= Request =
Find the line containing "Pick out the lamp". Retype it and every line after it through the end of the entries, exactly as written, with nothing added.
[Start Supplied material]
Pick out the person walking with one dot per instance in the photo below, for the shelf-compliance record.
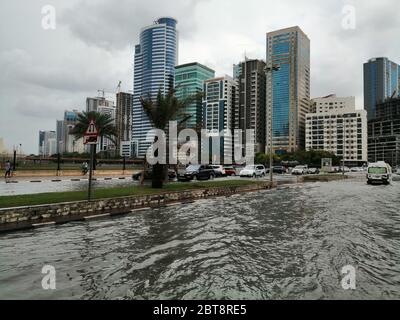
(7, 169)
(84, 168)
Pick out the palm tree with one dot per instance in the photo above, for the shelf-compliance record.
(104, 125)
(160, 111)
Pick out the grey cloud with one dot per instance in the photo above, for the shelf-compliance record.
(114, 25)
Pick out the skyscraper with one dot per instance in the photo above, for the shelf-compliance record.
(384, 133)
(220, 97)
(381, 81)
(154, 68)
(124, 119)
(288, 89)
(189, 79)
(250, 109)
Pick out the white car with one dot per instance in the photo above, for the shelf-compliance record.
(300, 170)
(253, 171)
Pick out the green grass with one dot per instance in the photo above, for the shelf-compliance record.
(58, 197)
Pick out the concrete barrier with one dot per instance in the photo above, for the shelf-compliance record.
(69, 173)
(35, 216)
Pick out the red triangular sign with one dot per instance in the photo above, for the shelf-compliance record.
(92, 130)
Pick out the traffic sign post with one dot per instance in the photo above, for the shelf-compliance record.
(90, 138)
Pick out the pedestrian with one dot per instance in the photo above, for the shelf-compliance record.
(84, 168)
(7, 169)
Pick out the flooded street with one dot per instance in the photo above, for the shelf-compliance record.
(288, 243)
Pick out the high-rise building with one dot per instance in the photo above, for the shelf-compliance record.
(189, 79)
(337, 126)
(220, 97)
(124, 122)
(154, 69)
(384, 133)
(250, 110)
(47, 143)
(288, 89)
(93, 104)
(381, 81)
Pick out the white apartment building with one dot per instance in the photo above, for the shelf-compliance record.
(337, 126)
(220, 97)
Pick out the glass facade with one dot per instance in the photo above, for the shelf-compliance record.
(288, 89)
(154, 69)
(189, 79)
(381, 81)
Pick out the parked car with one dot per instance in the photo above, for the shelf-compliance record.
(253, 171)
(197, 172)
(219, 170)
(230, 171)
(313, 171)
(278, 169)
(149, 174)
(379, 172)
(300, 170)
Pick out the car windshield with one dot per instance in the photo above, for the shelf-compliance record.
(377, 170)
(193, 168)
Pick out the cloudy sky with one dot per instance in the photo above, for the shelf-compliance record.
(43, 72)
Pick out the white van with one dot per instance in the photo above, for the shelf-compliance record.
(379, 172)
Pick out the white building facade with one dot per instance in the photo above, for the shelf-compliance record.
(337, 126)
(220, 98)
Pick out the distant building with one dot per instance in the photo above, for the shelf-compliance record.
(93, 104)
(220, 97)
(384, 133)
(189, 79)
(288, 89)
(337, 126)
(154, 69)
(3, 148)
(249, 111)
(47, 143)
(124, 122)
(381, 81)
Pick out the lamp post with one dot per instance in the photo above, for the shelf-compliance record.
(269, 70)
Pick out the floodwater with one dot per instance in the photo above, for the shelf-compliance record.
(288, 243)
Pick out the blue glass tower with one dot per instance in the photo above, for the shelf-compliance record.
(288, 89)
(381, 81)
(154, 68)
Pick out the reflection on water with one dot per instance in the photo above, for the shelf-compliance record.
(289, 243)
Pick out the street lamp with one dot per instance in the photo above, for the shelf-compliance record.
(270, 69)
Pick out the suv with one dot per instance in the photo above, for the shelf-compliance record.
[End Supplied material]
= Worked solution =
Pick out the lamp post with one dot per instance in the photo above, for the shelf-compliance record.
(269, 70)
Pick out the floodwater with one dot per instance in the photo above, for the shelf-compliance record.
(288, 243)
Pick out the blue glass tower with one dot per instance in the photo above, for the shelf-compliance record.
(288, 89)
(381, 81)
(154, 68)
Pick out the reflection on water with one dot per instance in the photo above, for the shelf-compliance record.
(289, 243)
Pick out the street lamp with one dot per instance in the photo above, for the shelf-compliance record.
(270, 69)
Pick out the suv with one dot per instance in the photo above, for the shelf-compliance record.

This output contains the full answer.